Objectif visé: Dans le texte source sur les centres de formation en France, de quelle année à quelle année Jean-François Vulliez a-t-il dirigé le centre de formation de l'Olympique lyonnais ?

Texte source:
***

Observer
"La diversité de notre formation constitue le véritable made in France" : l'ancien directeur de l'académie de l'OL et celui du MHSC partagent leurs expertises sur l’évolution de la formation tricolore / ©Icon Sport

Concurrence, Barcola, méthodologie… L'ancien directeur de l'académie de l'OL et celui du MHSC partagent leurs expertises sur l’évolution des centres de formation en France.

Comment ont évolué les centres de formation depuis vingt ans ? Alors que la France talonne le Brésil au classement des plus gros exportateurs de talents, que Rayan Cherki débarque à Manchester City et que Désiré Doué impressionne la planète football, il est intéressant de revenir sur les raisons de ce succès de la formation "Made in France". Une réussite d'autant plus importante qu'elle semble menacée par la concurrence internationale, l'évolution des mentalités des joueurs ou encore la stratégie de certains clubs… Pour aborder en longueur ce thème complexe et passionnant, nous avons réuni deux spécialistes. D'un côté, Jean-François Vulliez, entraîneur adjoint à l'AC Horsens (D2 Danemark) et directeur du centre de formation de l'Olympique lyonnais de 2011 à 2023. De l'autre, Bertrand Reuzeau et ses presque trois décennies d'expérience à ce même poste entre Sochaux (1997-2000), l'AS Saint-Étienne (2000-2003), CS Sedan (2003-2005), le Paris Saint-Germain (2005-2016 puis 2018-2019), l'AS Monaco (2016-2018 puis 2019-2022) et le Montpellier HSC depuis trois ans. Également président de l'UNECATEF, ce dernier est particulièrement au fait des problématiques rencontrées par les formateurs hexagonaux. Entretien.

Jean-François Vulliez, entraîneur adjoint à l'AC Horsens (D2 Danemark) a été le directeur du centre de formation de l'Olympique lyonnais de 2011 à 2023 / ©OL

Quand vous regardez les quinze dernières années, quel est, selon vous, le changement le plus marquant dans l’approche française de la formation ?

Jean-François Vulliez : Quand je suis arrivé à Lyon, en 2011, nous avions un préparateur physique pour trois ou quatre équipes. Aujourd’hui, les clubs disposent de spécialistes data, de responsables performance, d'analystes vidéo, de préparateurs mentaux…

Bertrand Reuzeau : Effectivement, la professionnalisation et l'élargissement des staffs, ainsi que l'évolution de la méthodologie liée à l’explosion des outils technologiques sont à ranger parmi les grandes évolutions de ces quinze dernières années.

 

Quelles conséquences cela a-t-il eu sur l’approche de l'entraînement ?

BR : Lorsque Carlo Ancelotti a rejoint le PSG et généralisé l'usage des GPS à l'ensemble du club, la précision des données a fait évoluer notre méthodologie. Notre approche est devenue plus individualisée, plus fine. Cela a infusé dans l'ensemble des académies françaises, qui se sont adaptées en fonction de leurs moyens et de leur identité avec le même objectif : sortir des joueurs performants. Et c’est justement à mes yeux cette diversité dans l’action de formation qui constitue le vrai « Made in France ».

***

Données fournies:

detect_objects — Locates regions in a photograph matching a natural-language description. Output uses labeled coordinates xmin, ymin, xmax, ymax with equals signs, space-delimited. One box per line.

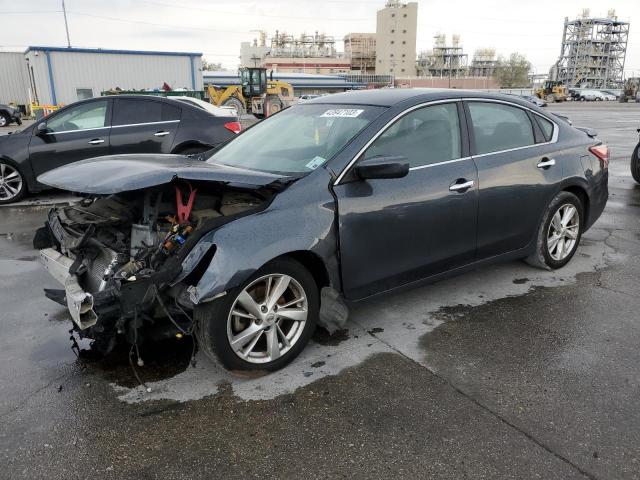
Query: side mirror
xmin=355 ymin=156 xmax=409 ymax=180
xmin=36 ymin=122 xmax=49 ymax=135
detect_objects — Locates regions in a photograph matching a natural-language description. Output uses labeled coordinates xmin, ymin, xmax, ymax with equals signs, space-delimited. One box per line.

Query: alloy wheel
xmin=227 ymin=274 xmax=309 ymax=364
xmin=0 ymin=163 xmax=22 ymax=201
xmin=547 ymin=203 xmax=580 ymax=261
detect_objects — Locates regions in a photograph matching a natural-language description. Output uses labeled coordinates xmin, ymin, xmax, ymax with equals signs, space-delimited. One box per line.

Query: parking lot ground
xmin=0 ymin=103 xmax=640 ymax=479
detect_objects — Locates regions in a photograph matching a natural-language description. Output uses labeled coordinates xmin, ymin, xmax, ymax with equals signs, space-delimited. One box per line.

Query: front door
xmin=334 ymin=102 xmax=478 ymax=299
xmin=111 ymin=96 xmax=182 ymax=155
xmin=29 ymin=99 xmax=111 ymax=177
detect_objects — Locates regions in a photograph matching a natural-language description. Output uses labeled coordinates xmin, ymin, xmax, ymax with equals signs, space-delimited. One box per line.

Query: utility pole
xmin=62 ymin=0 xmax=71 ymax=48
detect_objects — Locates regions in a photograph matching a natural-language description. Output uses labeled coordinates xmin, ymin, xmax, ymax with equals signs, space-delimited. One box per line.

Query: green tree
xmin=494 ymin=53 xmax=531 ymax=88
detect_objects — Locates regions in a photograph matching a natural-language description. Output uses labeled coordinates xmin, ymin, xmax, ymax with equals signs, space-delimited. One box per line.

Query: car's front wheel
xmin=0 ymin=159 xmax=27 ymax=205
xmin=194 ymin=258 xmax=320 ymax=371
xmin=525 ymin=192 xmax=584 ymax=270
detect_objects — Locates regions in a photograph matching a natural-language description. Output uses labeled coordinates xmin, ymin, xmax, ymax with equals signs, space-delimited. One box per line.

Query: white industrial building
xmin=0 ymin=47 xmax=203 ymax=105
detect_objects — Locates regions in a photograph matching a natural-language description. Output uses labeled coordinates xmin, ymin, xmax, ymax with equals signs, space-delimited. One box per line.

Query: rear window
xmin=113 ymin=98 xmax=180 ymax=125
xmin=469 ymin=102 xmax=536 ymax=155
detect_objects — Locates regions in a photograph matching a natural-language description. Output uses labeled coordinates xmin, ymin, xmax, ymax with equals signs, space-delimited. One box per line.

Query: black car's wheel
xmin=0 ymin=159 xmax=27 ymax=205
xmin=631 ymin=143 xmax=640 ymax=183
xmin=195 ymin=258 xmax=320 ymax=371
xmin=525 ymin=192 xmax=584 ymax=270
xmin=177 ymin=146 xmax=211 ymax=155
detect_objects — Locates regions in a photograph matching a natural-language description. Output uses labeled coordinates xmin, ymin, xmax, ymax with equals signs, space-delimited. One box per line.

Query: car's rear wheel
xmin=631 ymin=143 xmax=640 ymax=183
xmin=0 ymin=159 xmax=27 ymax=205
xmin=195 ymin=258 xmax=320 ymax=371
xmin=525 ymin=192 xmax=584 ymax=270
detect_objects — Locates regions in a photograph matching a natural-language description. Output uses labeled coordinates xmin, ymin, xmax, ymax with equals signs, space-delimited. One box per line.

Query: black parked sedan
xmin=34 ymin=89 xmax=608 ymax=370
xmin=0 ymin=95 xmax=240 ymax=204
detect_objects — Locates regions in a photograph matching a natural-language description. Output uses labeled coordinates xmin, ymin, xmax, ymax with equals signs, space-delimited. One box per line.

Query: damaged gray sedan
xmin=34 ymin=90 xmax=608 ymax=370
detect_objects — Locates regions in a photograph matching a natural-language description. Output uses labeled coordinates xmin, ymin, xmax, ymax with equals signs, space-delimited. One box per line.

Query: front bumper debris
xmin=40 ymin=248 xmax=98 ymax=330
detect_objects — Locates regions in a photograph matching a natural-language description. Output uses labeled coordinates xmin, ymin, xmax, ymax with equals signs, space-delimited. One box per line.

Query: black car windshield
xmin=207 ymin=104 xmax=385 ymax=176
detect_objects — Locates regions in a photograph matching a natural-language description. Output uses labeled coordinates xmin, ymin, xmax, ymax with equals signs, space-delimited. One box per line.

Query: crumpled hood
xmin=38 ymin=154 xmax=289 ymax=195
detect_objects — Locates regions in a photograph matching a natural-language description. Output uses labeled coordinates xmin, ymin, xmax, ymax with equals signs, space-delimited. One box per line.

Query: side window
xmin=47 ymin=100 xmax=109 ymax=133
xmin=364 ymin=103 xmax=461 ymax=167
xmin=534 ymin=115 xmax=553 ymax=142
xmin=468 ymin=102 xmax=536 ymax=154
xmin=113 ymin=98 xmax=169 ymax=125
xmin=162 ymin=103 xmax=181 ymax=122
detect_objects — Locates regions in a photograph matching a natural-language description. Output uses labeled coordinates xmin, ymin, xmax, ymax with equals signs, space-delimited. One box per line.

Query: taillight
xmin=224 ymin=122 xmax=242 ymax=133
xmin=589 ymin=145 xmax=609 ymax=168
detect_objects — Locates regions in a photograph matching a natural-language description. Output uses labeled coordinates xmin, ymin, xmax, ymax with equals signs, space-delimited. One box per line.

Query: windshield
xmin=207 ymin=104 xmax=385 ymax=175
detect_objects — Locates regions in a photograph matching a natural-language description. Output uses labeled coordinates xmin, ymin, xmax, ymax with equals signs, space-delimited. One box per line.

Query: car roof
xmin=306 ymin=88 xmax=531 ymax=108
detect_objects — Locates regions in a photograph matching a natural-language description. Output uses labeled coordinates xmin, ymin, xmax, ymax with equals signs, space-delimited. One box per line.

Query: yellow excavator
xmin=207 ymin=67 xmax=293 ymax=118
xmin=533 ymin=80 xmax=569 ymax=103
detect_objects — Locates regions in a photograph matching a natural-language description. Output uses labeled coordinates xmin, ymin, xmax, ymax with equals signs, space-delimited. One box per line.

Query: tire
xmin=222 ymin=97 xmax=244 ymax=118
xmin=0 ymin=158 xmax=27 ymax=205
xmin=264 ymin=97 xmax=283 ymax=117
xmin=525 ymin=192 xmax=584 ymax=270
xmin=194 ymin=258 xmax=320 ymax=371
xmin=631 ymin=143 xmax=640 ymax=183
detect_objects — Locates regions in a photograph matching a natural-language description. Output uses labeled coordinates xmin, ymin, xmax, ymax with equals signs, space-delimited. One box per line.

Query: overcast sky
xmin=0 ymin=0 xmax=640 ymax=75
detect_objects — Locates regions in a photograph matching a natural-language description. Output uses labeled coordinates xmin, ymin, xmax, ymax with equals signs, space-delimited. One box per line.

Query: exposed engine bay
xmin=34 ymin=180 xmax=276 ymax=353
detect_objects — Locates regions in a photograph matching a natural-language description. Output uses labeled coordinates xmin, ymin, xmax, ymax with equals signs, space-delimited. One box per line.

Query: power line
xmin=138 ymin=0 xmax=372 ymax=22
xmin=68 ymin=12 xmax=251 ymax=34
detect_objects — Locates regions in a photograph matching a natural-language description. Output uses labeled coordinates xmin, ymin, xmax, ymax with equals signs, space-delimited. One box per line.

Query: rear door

***

Résultat attendu: De 2011 à 2023.